> _GIVEN EXERCISE_
Write out the lines from the line containing "Planogram-check task. Target: stool seat" through the final line of the listing below, exactly, omitting every other line.
===== THE DATA
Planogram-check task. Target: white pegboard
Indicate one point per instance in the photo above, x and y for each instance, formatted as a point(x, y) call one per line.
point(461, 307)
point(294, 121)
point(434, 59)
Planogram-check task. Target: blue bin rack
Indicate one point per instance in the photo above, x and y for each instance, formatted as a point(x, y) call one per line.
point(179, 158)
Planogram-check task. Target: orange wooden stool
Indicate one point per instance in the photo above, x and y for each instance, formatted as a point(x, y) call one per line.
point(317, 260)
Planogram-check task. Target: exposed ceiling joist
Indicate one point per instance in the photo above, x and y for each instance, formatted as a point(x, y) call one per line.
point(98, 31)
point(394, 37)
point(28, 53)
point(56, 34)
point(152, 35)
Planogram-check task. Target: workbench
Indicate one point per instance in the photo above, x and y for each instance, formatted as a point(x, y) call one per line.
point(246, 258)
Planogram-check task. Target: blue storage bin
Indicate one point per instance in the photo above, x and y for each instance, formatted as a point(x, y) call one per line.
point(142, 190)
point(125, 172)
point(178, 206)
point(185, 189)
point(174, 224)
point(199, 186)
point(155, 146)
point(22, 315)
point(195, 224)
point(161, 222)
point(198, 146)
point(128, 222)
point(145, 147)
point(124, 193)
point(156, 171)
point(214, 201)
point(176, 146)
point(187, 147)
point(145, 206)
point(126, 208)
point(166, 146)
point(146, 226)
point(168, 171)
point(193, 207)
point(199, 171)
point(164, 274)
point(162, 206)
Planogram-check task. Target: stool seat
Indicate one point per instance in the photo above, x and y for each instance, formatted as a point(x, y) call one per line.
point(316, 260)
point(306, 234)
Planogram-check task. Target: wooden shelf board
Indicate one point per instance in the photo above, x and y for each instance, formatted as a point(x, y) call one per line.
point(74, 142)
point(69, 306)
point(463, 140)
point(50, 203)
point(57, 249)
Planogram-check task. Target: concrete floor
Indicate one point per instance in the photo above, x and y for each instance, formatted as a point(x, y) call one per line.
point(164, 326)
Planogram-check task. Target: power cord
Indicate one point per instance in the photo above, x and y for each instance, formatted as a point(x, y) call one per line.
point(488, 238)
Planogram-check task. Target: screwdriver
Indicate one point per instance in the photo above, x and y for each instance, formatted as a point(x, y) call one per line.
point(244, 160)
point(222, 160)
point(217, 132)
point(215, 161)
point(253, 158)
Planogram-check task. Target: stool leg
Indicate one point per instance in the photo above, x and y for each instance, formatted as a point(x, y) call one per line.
==========
> _CORRECT RESPONSE_
Planogram-check task. Target: stool seat
Indicate one point per instance in the photo above, x and y for each instance, formatted as a point(x, y) call one per line.
point(316, 260)
point(306, 234)
Planogram-check task. Target: wooden shelf board
Indicate one point per instance in the photo above, x and y for each instance, formatted as a point(x, y) call one per line.
point(74, 142)
point(69, 306)
point(463, 140)
point(50, 203)
point(57, 249)
Planogram-check task. Target: concrete floor
Indicate one point per instance in the photo above, x and y for each instance, formatted as a point(x, y) call one per line.
point(164, 326)
Planogram-check task. Target: power cord
Indicate one point per instance in the photo above, x and y for each instance, formatted as a point(x, y) call one per line.
point(488, 238)
Planogram-check task. Target: screwdriver
Indicate one point per instance in the photo above, x and y for each instance, formatted as a point(x, y) call one per line.
point(244, 160)
point(222, 160)
point(217, 132)
point(215, 161)
point(253, 158)
Planogram-check task. Target: stool leg
Indicate one point per instance in the photo above, x and y for each instance, formatted as a point(x, y) call one per line.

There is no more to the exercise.